=== De opdracht ===
Neem alsjeblieft de regels over vanaf de regel met "the <item>white cloth</item>" tot en met de regel met "97 L 34 111", en hernoem daarin "outline" tot "contour". Laat verder alles ongewijzigd.

=== Getoonde regels ===
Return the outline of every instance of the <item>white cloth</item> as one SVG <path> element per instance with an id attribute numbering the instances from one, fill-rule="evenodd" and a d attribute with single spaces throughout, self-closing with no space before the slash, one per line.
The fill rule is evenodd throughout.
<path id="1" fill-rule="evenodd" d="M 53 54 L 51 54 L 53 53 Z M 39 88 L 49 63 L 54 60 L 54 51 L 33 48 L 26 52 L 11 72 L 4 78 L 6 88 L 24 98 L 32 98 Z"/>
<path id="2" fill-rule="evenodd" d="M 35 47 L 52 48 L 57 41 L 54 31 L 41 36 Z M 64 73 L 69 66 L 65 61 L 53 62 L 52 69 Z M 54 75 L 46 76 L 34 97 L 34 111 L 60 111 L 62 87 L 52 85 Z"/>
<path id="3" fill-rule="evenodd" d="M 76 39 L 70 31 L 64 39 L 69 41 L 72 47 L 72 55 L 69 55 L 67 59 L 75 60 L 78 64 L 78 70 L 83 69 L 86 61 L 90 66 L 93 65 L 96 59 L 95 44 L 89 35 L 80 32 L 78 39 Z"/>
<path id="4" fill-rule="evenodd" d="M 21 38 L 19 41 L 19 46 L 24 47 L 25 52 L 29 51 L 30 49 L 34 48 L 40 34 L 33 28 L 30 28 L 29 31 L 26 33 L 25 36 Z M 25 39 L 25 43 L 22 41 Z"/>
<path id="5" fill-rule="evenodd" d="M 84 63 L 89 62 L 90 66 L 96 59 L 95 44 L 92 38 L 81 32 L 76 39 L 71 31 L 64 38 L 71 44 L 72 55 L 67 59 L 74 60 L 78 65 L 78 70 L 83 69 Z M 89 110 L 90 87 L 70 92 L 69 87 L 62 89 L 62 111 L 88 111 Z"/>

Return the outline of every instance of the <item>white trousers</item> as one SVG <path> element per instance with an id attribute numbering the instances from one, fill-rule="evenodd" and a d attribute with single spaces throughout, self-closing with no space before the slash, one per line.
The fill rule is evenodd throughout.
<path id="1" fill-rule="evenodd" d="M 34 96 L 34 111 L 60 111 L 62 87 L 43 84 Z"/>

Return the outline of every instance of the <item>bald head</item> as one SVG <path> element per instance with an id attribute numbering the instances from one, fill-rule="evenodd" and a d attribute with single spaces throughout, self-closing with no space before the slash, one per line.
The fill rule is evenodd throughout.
==
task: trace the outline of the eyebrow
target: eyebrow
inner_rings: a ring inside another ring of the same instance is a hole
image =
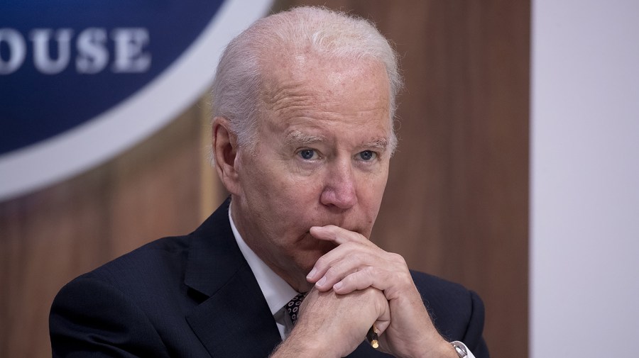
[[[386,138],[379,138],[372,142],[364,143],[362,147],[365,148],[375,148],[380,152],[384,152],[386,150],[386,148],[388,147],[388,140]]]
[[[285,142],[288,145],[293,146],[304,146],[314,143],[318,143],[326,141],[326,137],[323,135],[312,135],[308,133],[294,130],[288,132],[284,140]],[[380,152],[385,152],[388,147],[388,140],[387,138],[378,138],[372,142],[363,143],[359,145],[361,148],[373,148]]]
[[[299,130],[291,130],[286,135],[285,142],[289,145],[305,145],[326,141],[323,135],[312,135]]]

=== Resultaat opdracht ===
Return the contour of every instance of the <item>white cloth</item> as one SVG <path> element per instance with an id attribute numbering the instances from one, fill-rule="evenodd" and a d attribute with single spaces throughout, self-closing with no space before the slash, one per line.
The fill rule is evenodd throughout.
<path id="1" fill-rule="evenodd" d="M 53 54 L 51 54 L 53 53 Z M 39 88 L 49 63 L 54 60 L 54 51 L 33 48 L 26 52 L 11 72 L 4 78 L 6 88 L 24 98 L 32 98 Z"/>
<path id="2" fill-rule="evenodd" d="M 35 47 L 52 48 L 57 41 L 54 31 L 41 36 Z M 64 73 L 69 66 L 65 61 L 53 62 L 52 69 Z M 54 75 L 46 76 L 34 97 L 34 111 L 60 111 L 62 87 L 52 85 Z"/>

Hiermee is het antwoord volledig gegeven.